## Requirement
Skip the pictures. Copy all the rest of the records down exactly.
↓
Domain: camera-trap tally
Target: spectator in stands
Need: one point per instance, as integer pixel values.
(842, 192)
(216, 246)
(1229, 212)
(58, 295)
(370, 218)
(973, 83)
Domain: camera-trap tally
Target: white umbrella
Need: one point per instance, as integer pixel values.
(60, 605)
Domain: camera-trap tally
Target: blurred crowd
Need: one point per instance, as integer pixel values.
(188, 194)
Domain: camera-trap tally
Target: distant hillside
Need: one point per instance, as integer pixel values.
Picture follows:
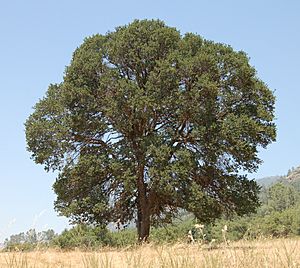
(268, 181)
(292, 178)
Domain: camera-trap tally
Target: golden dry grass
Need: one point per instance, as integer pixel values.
(263, 253)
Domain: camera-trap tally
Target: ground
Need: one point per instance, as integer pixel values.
(259, 253)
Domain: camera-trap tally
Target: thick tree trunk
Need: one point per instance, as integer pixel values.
(143, 213)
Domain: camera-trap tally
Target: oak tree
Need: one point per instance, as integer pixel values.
(148, 122)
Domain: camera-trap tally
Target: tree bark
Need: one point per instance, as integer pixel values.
(143, 212)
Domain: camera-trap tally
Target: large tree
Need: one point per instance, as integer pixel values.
(147, 122)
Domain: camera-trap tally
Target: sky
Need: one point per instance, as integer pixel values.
(37, 39)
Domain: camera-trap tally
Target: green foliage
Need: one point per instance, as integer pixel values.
(82, 236)
(148, 121)
(29, 240)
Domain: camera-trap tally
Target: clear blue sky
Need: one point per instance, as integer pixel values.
(37, 41)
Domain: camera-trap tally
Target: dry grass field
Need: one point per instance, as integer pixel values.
(261, 253)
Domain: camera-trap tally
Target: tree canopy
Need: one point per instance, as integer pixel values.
(148, 121)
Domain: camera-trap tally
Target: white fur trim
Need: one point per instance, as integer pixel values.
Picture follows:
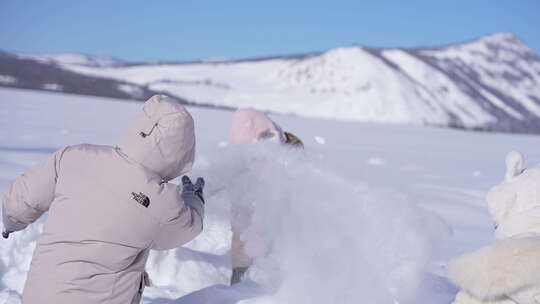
(502, 268)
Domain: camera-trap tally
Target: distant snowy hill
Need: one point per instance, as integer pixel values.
(492, 83)
(75, 59)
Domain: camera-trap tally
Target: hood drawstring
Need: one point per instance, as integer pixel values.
(144, 135)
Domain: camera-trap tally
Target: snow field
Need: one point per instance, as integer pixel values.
(328, 225)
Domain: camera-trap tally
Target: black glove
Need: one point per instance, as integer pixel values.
(5, 234)
(197, 188)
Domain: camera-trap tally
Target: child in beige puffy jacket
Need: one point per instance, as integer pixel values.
(107, 208)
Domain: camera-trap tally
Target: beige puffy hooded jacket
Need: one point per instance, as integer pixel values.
(108, 206)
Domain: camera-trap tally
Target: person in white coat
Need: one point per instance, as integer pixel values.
(508, 270)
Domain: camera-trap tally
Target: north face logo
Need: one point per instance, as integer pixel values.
(141, 199)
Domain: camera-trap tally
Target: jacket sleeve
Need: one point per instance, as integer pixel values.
(31, 194)
(184, 226)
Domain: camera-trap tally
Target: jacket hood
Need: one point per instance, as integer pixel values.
(161, 138)
(250, 126)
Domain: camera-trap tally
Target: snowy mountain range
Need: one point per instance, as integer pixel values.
(492, 83)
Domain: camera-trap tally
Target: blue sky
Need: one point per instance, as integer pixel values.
(187, 30)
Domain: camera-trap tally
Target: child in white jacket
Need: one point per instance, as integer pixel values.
(508, 270)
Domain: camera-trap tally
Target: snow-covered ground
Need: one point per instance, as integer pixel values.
(368, 213)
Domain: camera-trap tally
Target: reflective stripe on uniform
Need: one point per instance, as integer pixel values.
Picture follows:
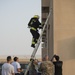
(33, 28)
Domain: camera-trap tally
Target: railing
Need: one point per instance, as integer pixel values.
(38, 43)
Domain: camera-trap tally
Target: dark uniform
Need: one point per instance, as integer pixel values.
(58, 67)
(34, 24)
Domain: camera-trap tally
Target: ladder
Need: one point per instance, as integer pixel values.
(38, 43)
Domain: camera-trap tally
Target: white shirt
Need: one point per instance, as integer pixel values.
(16, 66)
(7, 69)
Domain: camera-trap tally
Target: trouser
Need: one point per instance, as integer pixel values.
(35, 35)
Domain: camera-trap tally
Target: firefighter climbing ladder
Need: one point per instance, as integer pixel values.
(38, 43)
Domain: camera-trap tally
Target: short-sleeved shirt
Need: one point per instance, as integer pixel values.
(7, 69)
(16, 66)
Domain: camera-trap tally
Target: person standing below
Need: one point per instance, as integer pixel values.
(32, 70)
(34, 24)
(17, 66)
(58, 65)
(46, 67)
(7, 68)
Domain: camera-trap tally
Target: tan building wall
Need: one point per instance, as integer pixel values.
(63, 32)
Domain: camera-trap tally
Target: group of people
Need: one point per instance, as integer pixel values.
(45, 67)
(11, 68)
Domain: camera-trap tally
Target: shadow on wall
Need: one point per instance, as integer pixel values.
(66, 49)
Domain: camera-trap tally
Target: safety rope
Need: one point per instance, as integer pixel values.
(38, 43)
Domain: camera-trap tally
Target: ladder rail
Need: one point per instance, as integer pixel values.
(38, 43)
(39, 40)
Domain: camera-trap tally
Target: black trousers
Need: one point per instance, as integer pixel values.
(35, 35)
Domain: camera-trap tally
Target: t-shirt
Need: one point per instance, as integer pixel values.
(7, 69)
(16, 66)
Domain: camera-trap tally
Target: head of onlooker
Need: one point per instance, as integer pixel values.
(57, 58)
(16, 59)
(45, 58)
(36, 62)
(9, 59)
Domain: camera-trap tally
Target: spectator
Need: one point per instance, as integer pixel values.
(58, 65)
(46, 67)
(7, 68)
(17, 66)
(32, 69)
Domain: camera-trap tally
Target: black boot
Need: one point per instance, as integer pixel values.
(33, 45)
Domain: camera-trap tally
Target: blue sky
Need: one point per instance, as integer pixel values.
(15, 37)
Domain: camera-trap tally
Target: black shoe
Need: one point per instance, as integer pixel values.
(33, 45)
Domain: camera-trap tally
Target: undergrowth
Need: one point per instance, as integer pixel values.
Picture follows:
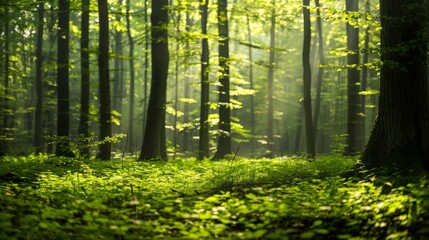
(46, 197)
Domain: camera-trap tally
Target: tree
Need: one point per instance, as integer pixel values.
(401, 130)
(63, 105)
(4, 114)
(364, 81)
(118, 83)
(105, 147)
(224, 140)
(154, 136)
(85, 83)
(353, 100)
(205, 85)
(251, 80)
(320, 73)
(132, 82)
(270, 95)
(38, 123)
(308, 114)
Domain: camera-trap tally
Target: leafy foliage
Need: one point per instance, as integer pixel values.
(46, 197)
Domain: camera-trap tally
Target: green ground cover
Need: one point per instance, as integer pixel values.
(46, 197)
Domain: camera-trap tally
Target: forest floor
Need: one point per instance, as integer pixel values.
(47, 197)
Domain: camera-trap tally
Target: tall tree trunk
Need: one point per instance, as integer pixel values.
(4, 132)
(38, 125)
(270, 95)
(146, 65)
(311, 148)
(85, 82)
(320, 73)
(118, 83)
(154, 136)
(51, 90)
(400, 134)
(252, 97)
(132, 83)
(176, 83)
(186, 108)
(353, 100)
(105, 148)
(363, 84)
(205, 85)
(224, 140)
(63, 110)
↑
## Correct result
Domain: camera-trap tally
Target: spectator in stands
Need: one point per instance, as integer pixel values.
(842, 192)
(216, 246)
(1229, 212)
(58, 295)
(370, 218)
(973, 83)
Domain: camera-trap tally
Target: white umbrella
Need: one point per instance, as integer pixel values.
(60, 605)
Domain: camera-trap tally
Target: blurred crowd
Need: one point per instance, as integer pixel values.
(188, 194)
Domain: camera-trap tally
Target: distant hillside
Need: one point per instance, as integer pixel values.
Picture follows:
(268, 181)
(292, 178)
Domain: camera-trap tally
Target: golden dry grass
Need: one point per instance, as integer pixel values.
(263, 253)
Domain: camera-trap tally
Target: ground
Need: one point per instance, as integer pixel values.
(259, 253)
Domain: camera-trap tally
Target: thick tree trunk
Need: one point per instance, as integer pixel values.
(143, 213)
Domain: camera-trap tally
Target: oak tree
Need: one point per instance, as integer pixel values.
(148, 122)
Domain: camera-trap tally
Target: tree bark
Need: one point per instance, as integer pixel values.
(143, 212)
Domain: camera-trap tally
Target: large tree
Need: one point per instance, as integer pixel values.
(147, 122)
Domain: camera-trap tally
Target: sky
Need: one point per instance, as integer pixel values.
(37, 39)
Domain: camera-trap tally
Target: green foliage
Need: one point per instance, as integer pixel values.
(82, 236)
(148, 121)
(29, 240)
Domain: camera-trap tally
Target: clear blue sky
Need: one point per instance, as integer pixel values.
(37, 41)
Domain: camera-trap tally
Target: dry grass field
Need: one point per instance, as integer pixel values.
(261, 253)
Domain: camera-trap tally
Target: tree canopy
Need: one point per instance, as integer pixel values.
(148, 121)
Domain: camera-trap tally
Target: white fur trim
Need: one point per instance, as integer pixel values.
Picture follows:
(502, 268)
Domain: camera-trap tally
Target: distant snowy hill
Need: one point per instance, as integer pixel values.
(492, 83)
(75, 59)
Domain: camera-trap tally
Target: hood drawstring
Need: one point per instance, as integer pixel values.
(144, 135)
Domain: camera-trap tally
Target: snow field
Need: one point per instance, as integer pixel values.
(328, 225)
Domain: camera-trap tally
Target: black glove
Need: one point per instance, as integer pixel values.
(5, 234)
(197, 188)
Domain: camera-trap tally
Target: child in beige puffy jacket
Need: one point per instance, as integer pixel values.
(107, 208)
Domain: camera-trap tally
Target: beige puffy hooded jacket
Need: one point per instance, as integer pixel values.
(108, 206)
Domain: camera-trap tally
Target: person in white coat
Need: one point per instance, as integer pixel values.
(508, 270)
Domain: camera-trap tally
Target: north face logo
Need: one point per instance, as integer pixel values.
(141, 199)
Domain: camera-trap tally
Target: jacket sleeve
Need: one point per instance, as integer pixel values.
(31, 194)
(184, 226)
Domain: camera-trap tally
Target: jacket hood
Need: one point per instance, as integer pixel values.
(161, 138)
(250, 126)
Domain: camera-trap tally
Target: snowy mountain range
Need: one point per instance, as integer pixel values.
(492, 83)
Domain: camera-trap tally
Target: blue sky
Need: one point per instance, as integer pixel values.
(187, 30)
Domain: camera-trap tally
Target: child in white jacket
Need: one point per instance, as integer pixel values.
(508, 270)
Domain: camera-trap tally
Target: snow-covered ground
Need: one point per instance, as integer pixel values.
(368, 213)
Domain: camera-trap tally
Target: reflective stripe on uniform
Need: one point per instance, as integer pixel values.
Picture follows:
(33, 28)
Domain: camera-trap tally
Target: railing
Need: one point per instance, as integer pixel values.
(38, 43)
Domain: camera-trap tally
Target: dark uniform
Need: one point per instance, as integer pixel values.
(58, 67)
(34, 24)
Domain: camera-trap tally
Target: ladder
Need: one point per instance, as integer pixel values.
(38, 43)
Domain: camera-trap tally
Target: white shirt
Need: one point per instance, as integer pixel values.
(16, 66)
(7, 69)
Domain: camera-trap tally
Target: trouser
Need: one point per instance, as integer pixel values.
(35, 35)
Domain: camera-trap tally
Target: firefighter climbing ladder
Need: one point per instance, as integer pixel values.
(38, 43)
Domain: camera-trap tally
Target: short-sleeved shirt
Need: one point per instance, as integer pixel values.
(7, 69)
(16, 66)
Domain: camera-trap tally
Target: person standing below
Need: one point per instance, as integer pixel values.
(32, 70)
(34, 24)
(17, 66)
(58, 65)
(46, 67)
(7, 68)
Domain: camera-trap tally
Target: tan building wall
Need: one point per instance, as integer pixel values.
(63, 32)
Domain: camera-trap tally
Target: group of people
Need: one point per instance, as integer pixel values.
(45, 67)
(11, 68)
Domain: camera-trap tally
Target: shadow on wall
Need: one point per instance, as integer pixel values.
(66, 49)
Domain: camera-trap tally
Target: safety rope
Need: one point per instance, as integer pixel values.
(38, 43)
Domain: camera-trap tally
Target: ladder rail
Need: one point per instance, as integer pixel values.
(38, 43)
(39, 40)
Domain: camera-trap tally
Target: black trousers
Need: one point per instance, as integer pixel values.
(35, 35)
Domain: camera-trap tally
Target: t-shirt
Need: one point per instance, as integer pixel values.
(7, 69)
(16, 66)
Domain: camera-trap tally
Target: head of onlooker
Need: one point per instance, as integer pixel values.
(57, 58)
(16, 59)
(45, 58)
(36, 62)
(9, 59)
Domain: camera-trap tally
Target: spectator
Need: one point per instance, as integer pixel values.
(58, 65)
(46, 67)
(7, 68)
(17, 66)
(32, 69)
Domain: camera-trap tally
Target: black boot
Need: one point per instance, as integer pixel values.
(33, 45)
Domain: camera-trap tally
Target: blue sky
Need: one point per instance, as integer pixel values.
(15, 37)
Domain: camera-trap tally
Target: black shoe
Need: one point per instance, as integer pixel values.
(33, 45)
Domain: camera-trap tally
Target: undergrowth
Need: one point per instance, as integer pixel values.
Picture follows:
(46, 197)
Domain: camera-trap tally
Target: tree
Need: one point per instance, as integer pixel values.
(401, 130)
(63, 105)
(4, 114)
(364, 81)
(118, 83)
(105, 147)
(224, 140)
(154, 136)
(85, 83)
(353, 100)
(205, 85)
(251, 80)
(320, 73)
(132, 82)
(270, 95)
(38, 123)
(308, 114)
Domain: camera-trap tally
Target: leafy foliage
Need: one point per instance, as integer pixel values.
(46, 197)
Domain: camera-trap tally
Target: green ground cover
Need: one point per instance, as integer pixel values.
(46, 197)
Domain: camera-trap tally
Target: forest floor
Need: one point per instance, as integer pixel values.
(47, 197)
Domain: camera-trap tally
Target: tall tree trunk
Need: one point per instance, as integer pixel values.
(4, 132)
(38, 125)
(270, 95)
(146, 65)
(311, 148)
(85, 82)
(320, 73)
(118, 83)
(154, 136)
(51, 90)
(400, 134)
(252, 97)
(132, 83)
(176, 83)
(186, 108)
(353, 100)
(105, 148)
(363, 84)
(205, 85)
(224, 140)
(63, 110)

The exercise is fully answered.